Extracted records =>
----

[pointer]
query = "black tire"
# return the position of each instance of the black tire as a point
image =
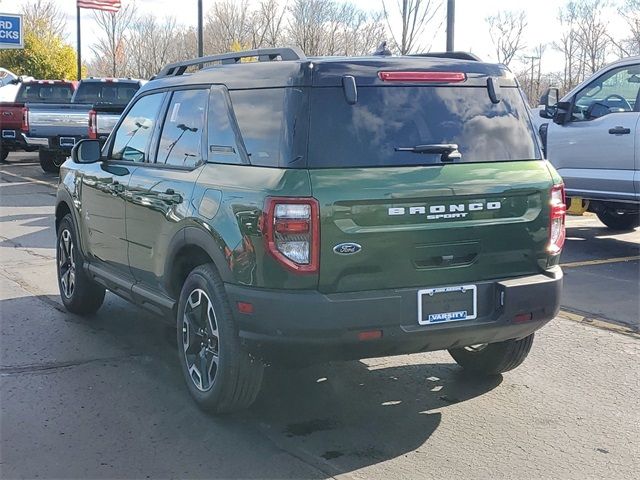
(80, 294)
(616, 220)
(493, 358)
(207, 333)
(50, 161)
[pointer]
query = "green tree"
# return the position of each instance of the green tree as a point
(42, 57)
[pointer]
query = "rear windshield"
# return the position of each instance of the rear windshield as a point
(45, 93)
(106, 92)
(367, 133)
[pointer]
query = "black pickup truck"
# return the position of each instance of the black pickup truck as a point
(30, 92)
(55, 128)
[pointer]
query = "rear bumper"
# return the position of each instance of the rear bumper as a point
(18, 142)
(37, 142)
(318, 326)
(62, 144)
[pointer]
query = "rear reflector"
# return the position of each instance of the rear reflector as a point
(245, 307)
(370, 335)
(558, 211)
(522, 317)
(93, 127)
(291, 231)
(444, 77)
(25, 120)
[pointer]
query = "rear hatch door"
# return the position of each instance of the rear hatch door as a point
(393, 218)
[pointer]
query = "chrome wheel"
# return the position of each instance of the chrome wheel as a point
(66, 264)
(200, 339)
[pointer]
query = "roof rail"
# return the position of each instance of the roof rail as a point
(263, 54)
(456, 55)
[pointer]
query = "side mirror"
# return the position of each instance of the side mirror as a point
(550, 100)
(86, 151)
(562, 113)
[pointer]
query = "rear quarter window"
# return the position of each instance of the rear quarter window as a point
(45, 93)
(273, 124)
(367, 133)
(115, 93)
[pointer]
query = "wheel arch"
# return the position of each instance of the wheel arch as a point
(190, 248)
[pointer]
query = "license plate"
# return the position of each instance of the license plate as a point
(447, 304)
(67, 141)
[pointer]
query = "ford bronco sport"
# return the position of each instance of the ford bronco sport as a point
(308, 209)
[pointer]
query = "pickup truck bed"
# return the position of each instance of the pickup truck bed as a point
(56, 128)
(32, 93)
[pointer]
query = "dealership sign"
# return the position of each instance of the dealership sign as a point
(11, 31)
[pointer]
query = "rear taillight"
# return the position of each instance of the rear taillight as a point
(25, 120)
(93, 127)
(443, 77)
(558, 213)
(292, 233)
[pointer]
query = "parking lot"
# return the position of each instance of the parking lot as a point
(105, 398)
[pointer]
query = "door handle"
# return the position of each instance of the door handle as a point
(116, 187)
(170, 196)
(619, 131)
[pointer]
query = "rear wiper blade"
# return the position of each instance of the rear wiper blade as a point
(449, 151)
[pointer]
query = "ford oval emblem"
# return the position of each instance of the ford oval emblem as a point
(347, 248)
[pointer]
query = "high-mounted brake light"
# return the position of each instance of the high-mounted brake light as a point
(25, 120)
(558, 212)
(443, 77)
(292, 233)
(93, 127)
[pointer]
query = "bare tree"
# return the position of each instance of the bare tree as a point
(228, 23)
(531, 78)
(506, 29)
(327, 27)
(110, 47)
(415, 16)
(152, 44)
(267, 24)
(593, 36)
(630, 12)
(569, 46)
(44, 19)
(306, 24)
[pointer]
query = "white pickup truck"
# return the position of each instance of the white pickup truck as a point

----

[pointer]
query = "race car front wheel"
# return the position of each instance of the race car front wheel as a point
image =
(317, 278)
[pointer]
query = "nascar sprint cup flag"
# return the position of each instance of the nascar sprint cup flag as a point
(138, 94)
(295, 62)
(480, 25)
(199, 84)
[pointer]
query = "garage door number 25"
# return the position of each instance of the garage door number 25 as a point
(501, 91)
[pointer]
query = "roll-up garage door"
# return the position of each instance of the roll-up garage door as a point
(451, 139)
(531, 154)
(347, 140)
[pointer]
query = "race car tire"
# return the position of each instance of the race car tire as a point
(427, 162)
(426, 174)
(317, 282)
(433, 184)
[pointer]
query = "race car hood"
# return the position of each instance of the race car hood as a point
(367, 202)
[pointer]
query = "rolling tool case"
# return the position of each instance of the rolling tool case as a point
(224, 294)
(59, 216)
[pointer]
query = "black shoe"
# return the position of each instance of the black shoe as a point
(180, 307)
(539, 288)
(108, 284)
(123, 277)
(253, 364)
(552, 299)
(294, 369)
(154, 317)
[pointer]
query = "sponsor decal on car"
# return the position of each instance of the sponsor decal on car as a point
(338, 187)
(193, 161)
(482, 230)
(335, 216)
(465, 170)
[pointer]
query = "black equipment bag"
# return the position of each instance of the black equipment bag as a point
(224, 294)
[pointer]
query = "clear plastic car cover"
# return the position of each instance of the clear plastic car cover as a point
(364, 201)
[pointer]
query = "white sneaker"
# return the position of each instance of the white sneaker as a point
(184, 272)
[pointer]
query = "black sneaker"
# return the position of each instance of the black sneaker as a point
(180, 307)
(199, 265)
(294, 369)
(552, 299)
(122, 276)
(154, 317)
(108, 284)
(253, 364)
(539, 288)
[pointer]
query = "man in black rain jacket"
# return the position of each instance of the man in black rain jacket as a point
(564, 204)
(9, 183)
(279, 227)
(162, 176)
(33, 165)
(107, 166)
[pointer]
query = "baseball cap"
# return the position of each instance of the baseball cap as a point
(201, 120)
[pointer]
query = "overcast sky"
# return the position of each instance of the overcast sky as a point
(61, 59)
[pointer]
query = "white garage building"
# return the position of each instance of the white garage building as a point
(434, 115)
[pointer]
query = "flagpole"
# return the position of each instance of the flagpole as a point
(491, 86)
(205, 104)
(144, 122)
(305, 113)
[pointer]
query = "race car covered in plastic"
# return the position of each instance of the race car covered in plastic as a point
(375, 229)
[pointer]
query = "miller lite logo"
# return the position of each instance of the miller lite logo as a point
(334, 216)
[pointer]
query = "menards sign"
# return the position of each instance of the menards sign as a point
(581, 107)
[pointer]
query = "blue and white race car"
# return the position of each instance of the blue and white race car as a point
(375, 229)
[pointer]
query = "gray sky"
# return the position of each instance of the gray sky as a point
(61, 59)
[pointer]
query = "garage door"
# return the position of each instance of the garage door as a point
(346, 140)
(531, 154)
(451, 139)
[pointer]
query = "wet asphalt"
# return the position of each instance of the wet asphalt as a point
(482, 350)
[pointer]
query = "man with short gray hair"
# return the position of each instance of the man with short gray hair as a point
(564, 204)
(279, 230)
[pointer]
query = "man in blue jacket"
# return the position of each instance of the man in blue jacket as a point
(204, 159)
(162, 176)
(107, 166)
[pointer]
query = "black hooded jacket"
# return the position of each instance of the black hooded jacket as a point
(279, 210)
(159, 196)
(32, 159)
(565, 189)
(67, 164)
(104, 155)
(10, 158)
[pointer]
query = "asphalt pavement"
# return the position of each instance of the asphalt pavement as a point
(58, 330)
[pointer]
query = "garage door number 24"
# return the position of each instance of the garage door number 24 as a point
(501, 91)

----

From the entries above, copy every line where the word "front" shows up.

query = "race car front wheel"
# return the position of each instance of the race car front wheel as a point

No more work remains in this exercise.